■ CHALLENGE ■
Retype the entries below without any change, starting with the line that contains "barrel stave, pick" and going on through the line that contains "x=825 y=246", both included.

── PROVIDED DATA ──

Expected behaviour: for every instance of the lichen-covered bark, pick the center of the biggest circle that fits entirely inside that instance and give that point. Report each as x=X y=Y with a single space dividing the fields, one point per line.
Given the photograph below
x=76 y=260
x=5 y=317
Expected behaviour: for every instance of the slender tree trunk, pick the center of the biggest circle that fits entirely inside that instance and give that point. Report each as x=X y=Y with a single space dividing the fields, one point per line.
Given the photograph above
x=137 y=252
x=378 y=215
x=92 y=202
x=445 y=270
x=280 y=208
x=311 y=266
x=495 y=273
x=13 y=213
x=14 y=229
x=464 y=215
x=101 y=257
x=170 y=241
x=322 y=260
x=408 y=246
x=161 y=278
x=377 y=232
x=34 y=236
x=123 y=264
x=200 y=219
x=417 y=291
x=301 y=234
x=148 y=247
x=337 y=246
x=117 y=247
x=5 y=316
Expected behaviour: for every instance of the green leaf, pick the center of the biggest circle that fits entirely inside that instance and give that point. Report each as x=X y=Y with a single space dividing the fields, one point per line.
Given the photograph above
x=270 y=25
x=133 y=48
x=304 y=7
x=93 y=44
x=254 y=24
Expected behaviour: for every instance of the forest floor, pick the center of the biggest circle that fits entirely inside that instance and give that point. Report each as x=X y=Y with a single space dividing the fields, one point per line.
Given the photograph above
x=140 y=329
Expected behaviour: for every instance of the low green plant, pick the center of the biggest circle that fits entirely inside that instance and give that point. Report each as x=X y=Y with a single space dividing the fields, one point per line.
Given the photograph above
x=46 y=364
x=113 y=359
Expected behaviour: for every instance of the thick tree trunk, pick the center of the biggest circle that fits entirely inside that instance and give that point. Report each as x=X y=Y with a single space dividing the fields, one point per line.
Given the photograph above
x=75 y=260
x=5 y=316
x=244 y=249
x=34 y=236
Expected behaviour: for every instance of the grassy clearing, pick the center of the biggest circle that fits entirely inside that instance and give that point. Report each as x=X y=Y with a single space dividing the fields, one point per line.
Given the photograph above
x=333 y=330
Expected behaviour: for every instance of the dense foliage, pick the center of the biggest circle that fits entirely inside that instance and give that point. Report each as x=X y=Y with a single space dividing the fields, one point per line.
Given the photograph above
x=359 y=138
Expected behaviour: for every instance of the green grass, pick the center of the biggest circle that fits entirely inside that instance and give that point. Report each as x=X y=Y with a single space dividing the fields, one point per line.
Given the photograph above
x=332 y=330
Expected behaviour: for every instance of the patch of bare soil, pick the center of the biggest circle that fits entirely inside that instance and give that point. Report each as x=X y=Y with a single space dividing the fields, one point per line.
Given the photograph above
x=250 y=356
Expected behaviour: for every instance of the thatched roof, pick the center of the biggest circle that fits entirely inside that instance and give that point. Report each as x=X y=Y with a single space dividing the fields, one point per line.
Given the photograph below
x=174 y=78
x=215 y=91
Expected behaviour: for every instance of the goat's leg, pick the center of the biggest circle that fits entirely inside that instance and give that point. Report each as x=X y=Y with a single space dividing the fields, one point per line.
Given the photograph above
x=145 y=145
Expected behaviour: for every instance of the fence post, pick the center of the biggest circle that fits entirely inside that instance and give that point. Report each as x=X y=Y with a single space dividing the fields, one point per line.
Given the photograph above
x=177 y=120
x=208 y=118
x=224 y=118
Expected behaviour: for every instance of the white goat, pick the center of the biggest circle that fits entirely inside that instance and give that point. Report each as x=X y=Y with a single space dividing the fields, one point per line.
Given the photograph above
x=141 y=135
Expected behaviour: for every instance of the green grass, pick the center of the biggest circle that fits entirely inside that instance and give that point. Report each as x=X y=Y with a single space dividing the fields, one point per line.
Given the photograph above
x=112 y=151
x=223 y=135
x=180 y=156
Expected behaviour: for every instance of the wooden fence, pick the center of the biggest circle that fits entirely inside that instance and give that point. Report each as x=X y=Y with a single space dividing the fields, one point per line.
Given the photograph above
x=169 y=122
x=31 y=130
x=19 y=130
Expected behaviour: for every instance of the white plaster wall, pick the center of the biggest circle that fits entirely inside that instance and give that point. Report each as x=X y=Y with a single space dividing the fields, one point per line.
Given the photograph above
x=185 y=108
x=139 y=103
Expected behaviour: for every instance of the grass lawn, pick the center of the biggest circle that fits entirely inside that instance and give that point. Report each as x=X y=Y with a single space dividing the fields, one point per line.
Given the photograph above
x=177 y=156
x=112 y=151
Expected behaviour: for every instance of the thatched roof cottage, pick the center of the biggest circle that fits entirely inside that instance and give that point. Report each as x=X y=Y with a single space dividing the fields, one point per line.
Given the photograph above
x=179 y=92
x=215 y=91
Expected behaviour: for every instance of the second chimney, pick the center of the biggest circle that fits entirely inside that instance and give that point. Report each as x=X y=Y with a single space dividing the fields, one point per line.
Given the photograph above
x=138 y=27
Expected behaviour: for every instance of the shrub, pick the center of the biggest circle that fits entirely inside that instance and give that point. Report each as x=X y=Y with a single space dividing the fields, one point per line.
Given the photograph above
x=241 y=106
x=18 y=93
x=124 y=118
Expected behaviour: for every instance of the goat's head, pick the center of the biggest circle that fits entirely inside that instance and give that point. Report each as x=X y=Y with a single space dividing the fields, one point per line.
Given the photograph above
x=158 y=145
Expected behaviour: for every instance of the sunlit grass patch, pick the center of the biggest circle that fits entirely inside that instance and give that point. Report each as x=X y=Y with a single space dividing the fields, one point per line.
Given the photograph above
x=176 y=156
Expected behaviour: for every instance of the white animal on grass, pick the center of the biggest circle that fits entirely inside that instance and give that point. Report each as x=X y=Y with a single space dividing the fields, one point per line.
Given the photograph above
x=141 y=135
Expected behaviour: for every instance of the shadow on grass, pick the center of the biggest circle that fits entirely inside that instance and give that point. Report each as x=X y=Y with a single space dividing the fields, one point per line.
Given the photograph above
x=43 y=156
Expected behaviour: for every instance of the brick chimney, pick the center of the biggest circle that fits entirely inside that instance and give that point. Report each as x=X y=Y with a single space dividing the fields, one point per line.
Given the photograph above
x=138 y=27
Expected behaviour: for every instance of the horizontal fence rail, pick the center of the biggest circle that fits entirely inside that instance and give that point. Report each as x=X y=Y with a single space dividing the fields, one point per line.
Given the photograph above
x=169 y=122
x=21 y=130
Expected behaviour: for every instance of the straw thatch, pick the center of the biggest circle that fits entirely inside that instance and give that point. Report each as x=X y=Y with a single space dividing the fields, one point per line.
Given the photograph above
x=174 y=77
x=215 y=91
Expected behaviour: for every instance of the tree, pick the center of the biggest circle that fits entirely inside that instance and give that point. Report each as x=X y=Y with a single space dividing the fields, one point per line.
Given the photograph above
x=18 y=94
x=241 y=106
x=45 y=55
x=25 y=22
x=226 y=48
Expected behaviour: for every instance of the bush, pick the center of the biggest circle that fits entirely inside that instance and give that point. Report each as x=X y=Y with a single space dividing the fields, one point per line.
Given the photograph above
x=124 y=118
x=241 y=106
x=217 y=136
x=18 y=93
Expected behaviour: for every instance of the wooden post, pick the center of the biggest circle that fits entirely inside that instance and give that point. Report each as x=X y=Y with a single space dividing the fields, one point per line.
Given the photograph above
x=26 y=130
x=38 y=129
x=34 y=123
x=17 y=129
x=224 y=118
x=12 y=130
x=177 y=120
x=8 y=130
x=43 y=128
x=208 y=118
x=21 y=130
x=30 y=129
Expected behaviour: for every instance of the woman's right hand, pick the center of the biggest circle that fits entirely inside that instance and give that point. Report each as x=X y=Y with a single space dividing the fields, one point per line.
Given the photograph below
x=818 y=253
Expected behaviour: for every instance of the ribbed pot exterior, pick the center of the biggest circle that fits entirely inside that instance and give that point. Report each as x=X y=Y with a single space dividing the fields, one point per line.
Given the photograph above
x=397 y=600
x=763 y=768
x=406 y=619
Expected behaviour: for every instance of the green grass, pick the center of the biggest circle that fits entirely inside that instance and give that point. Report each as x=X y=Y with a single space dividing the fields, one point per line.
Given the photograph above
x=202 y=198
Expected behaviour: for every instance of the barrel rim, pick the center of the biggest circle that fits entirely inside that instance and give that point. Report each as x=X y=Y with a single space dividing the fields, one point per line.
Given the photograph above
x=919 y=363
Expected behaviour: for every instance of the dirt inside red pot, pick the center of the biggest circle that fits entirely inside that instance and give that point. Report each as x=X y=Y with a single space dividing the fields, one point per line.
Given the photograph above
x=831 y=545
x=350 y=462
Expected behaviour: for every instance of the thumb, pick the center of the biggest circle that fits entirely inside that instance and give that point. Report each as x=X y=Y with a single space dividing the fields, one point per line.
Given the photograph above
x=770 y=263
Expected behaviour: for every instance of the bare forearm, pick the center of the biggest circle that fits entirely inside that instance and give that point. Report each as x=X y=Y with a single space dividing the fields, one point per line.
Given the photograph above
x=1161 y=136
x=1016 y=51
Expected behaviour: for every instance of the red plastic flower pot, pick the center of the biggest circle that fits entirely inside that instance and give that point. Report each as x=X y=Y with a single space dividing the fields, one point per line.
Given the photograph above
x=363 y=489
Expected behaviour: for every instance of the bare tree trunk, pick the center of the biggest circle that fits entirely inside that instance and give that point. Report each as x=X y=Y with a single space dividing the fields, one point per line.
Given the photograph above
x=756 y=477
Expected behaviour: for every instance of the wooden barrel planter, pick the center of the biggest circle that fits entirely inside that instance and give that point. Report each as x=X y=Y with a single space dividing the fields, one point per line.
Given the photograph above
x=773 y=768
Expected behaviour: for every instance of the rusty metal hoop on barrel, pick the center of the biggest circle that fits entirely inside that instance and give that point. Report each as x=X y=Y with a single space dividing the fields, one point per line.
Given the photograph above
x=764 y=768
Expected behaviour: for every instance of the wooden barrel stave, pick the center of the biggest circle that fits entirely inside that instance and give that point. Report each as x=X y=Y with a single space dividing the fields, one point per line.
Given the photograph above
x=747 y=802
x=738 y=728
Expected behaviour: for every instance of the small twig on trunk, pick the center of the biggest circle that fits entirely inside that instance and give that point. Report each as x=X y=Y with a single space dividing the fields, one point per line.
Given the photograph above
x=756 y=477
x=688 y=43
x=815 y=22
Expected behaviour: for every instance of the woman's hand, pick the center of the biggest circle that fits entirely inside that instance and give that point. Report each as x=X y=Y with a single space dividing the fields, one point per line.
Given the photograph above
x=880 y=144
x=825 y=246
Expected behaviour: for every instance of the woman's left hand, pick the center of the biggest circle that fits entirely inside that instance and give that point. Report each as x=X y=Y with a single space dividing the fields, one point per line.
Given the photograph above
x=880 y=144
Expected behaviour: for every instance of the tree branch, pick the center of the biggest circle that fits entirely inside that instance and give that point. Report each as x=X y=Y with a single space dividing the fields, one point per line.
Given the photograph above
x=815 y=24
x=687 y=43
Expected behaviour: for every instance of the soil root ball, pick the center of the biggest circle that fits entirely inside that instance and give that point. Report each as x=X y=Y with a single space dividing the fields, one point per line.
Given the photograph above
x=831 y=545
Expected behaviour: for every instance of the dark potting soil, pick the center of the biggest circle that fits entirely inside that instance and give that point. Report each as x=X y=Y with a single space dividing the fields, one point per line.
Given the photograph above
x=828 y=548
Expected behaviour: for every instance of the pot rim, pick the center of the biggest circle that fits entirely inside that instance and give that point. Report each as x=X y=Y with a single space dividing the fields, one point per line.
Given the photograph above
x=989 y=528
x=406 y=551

───

■ TASK ANSWER ■
Expected behaviour: for every instance of the wooden barrel stave, pick the center of the biggest circle that fits entirely inside that instance and give that point. Report each as x=X y=Y with a single space dividing the fields, one point per line.
Given the photograph above
x=747 y=802
x=738 y=728
Expected behaviour: for every instance of the small twig on trunk, pick the center of the biggest circle that fits entirely inside that instance and give that point. Report each as x=X y=Y with a single space dividing the fields, one point per line.
Given the photograph above
x=756 y=477
x=688 y=43
x=815 y=22
Expected behaviour: for every instance of the woman's hand, pick the center of the biggest circle that fits entirely inside that instance and give that point. Report each as x=X y=Y with a single space dividing the fields, one point per line.
Given the photograph above
x=880 y=144
x=825 y=246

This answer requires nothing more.